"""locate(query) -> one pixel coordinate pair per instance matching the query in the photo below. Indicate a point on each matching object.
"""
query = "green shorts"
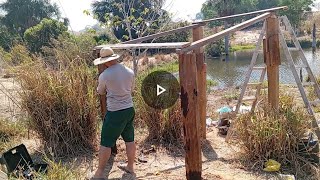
(117, 123)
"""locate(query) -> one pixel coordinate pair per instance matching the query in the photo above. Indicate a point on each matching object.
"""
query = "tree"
(7, 38)
(40, 35)
(23, 14)
(296, 9)
(221, 8)
(131, 19)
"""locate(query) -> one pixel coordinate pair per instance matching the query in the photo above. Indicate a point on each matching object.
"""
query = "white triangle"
(160, 90)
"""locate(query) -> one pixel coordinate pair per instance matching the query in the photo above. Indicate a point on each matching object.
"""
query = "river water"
(232, 71)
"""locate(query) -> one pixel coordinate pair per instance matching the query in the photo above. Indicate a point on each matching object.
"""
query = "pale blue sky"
(181, 9)
(73, 9)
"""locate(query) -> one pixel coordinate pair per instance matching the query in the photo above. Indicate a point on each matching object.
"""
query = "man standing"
(117, 82)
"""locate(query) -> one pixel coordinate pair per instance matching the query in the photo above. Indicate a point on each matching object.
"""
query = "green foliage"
(215, 8)
(40, 35)
(215, 49)
(175, 37)
(68, 48)
(295, 10)
(7, 38)
(167, 123)
(130, 19)
(23, 14)
(19, 54)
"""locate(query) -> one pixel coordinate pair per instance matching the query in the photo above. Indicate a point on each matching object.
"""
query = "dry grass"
(9, 131)
(268, 134)
(62, 105)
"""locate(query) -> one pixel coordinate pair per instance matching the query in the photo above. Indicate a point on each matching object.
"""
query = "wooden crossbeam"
(243, 14)
(161, 34)
(219, 35)
(174, 45)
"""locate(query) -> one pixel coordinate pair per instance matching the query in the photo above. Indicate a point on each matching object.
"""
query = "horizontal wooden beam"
(197, 44)
(243, 14)
(161, 34)
(174, 45)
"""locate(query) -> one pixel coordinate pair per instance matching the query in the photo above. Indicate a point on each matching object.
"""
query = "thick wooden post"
(314, 37)
(103, 98)
(273, 60)
(190, 115)
(201, 80)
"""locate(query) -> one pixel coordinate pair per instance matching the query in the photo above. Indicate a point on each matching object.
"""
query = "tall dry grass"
(62, 105)
(268, 134)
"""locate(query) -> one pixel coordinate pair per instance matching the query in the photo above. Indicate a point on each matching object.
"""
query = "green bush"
(167, 123)
(215, 49)
(40, 35)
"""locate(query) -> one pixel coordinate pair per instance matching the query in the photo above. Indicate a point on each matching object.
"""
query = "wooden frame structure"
(192, 74)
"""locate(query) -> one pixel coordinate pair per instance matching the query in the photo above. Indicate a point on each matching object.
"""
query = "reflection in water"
(232, 71)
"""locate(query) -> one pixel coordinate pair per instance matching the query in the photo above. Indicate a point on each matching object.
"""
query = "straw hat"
(106, 55)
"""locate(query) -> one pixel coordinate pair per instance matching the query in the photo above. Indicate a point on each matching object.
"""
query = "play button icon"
(160, 90)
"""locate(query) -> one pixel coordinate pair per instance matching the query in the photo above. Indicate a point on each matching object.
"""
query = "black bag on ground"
(18, 161)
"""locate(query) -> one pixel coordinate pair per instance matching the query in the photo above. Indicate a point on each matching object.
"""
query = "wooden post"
(190, 115)
(273, 59)
(103, 98)
(226, 39)
(314, 37)
(202, 80)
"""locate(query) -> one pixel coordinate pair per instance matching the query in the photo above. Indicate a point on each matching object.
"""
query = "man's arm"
(102, 91)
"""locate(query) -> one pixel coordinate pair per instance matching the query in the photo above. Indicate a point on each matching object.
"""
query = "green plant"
(40, 35)
(270, 134)
(166, 123)
(215, 49)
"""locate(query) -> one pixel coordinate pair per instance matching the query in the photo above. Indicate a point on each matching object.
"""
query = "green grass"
(242, 47)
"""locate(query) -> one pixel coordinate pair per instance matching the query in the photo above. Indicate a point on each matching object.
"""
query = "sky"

------------------------------------------------

Would you restate the listing word for word without its pictures?

"""locate(query) -> one pixel coordinate pair per instance matching the query in the photo below. Indicate a point on each matching object.
"""
query = "green shorts"
(117, 123)
"""locate(query) -> one pixel coordinate pair per instance matching the query in the photo above. Indicate a point on each matching object.
"""
query = "tree"
(7, 38)
(40, 35)
(23, 14)
(296, 9)
(221, 8)
(131, 19)
"""locate(query) -> one pixel coordinate pair per instance matching the query in the photo above. Indicate a point on each matching object.
"""
query = "white triangle"
(160, 90)
"""locate(query) -> one pixel coordinate pair per instance matching the query in the photo above. Indicate a point on each matching object.
"""
query = "river water"
(232, 71)
"""locate(query) -> one pixel coordinate pair per instance matching the query in the photo above. Indicate a point on each matching object.
"""
query = "pale blue sky"
(181, 9)
(73, 9)
"""locate(query) -> one pixel coordinate pair per instance matching the query in the photo above. Indicate a point on each matching object.
"""
query = "man standing"
(117, 82)
"""locate(query) -> one pixel coordinate pair per instance matching the query in the photo above. Indicate a point on each matching object.
"""
query = "green foliage"
(215, 8)
(40, 35)
(215, 49)
(175, 37)
(68, 48)
(295, 10)
(7, 38)
(167, 123)
(130, 19)
(23, 14)
(19, 54)
"""locate(query) -> one pixel coordinate pair per instance matching the query in the photo above. Indicate a point on each matching object.
"""
query = "dry grass"
(9, 131)
(268, 134)
(62, 105)
"""locate(query) -> one pixel coordinate pair per instance matching the query in the photo above. Indicate a point on each matching object.
"""
query = "wooden crossbeam"
(243, 14)
(161, 34)
(219, 35)
(174, 45)
"""locate(query) -> one pixel coordinate pair per instance matching the query in the photo above. Indicate a point on each matching object.
"""
query = "horizontal wooden beam"
(197, 44)
(243, 14)
(161, 34)
(174, 45)
"""locate(query) -> one pixel coordinate pair per instance matching the query in the photo above. Indicate a point on each matching object.
"""
query = "thick wooden post"
(314, 37)
(103, 98)
(273, 60)
(190, 115)
(201, 80)
"""locate(query) -> one pixel coordinate pair per instance matching the query in the photo above. Indicate a point on each matching object.
"""
query = "tall dry grass"
(62, 105)
(268, 134)
"""locate(query) -> one pixel coordinate pair per instance matching the query in the photo above. Indicate a point on each matching object.
"""
query = "green bush"
(167, 123)
(215, 49)
(40, 35)
"""locate(query) -> one pixel coordinate pair per instance matching the query in the photo above. Indicate a point on each matching object.
"""
query = "wooden frame structure"
(192, 74)
"""locate(query) -> one pixel coordinate pair per instance matching the query in the photo above. Indicate a point on each matching object.
"""
query = "reflection in water"
(232, 71)
"""locate(query) -> one pixel coordinate pair per instance matching the query in the photo above. Indicate a point on each matching object.
"""
query = "straw hat"
(106, 55)
"""locate(query) -> one pixel coordinate pair per instance matching the query in the photo above. Indicate a point on each matching object.
"""
query = "play button icon"
(160, 90)
"""locate(query) -> one pixel coordinate pair per instance matching the query in the photo above. Indicate a point on each matching object.
"""
query = "black bag on ground"
(18, 161)
"""locate(query) -> one pixel coordinate pair per instance matching the query in the photo above. Indicate a point on each matching object.
"""
query = "wooden post"
(190, 115)
(273, 59)
(103, 98)
(226, 39)
(314, 37)
(202, 80)
"""locate(query) -> one pixel coordinate pair per instance matching the query in the photo above. Indicate a point on each matching object.
"""
query = "man's arm"
(102, 91)
"""locate(query) -> one pixel coordinate pair per instance matching the query in the photo above. Indicate a point on each matching object.
"""
query = "green plant"
(40, 35)
(270, 134)
(166, 123)
(215, 49)
"""locate(query) -> one pixel coordinate pair per instance matching the query in the photo above. Indicate a point on each matching object.
"""
query = "green grass"
(242, 47)
"""locate(query) -> one pixel coordinate pair per instance matching the query in the photo above. Indicate a point on each matching object.
"""
query = "sky"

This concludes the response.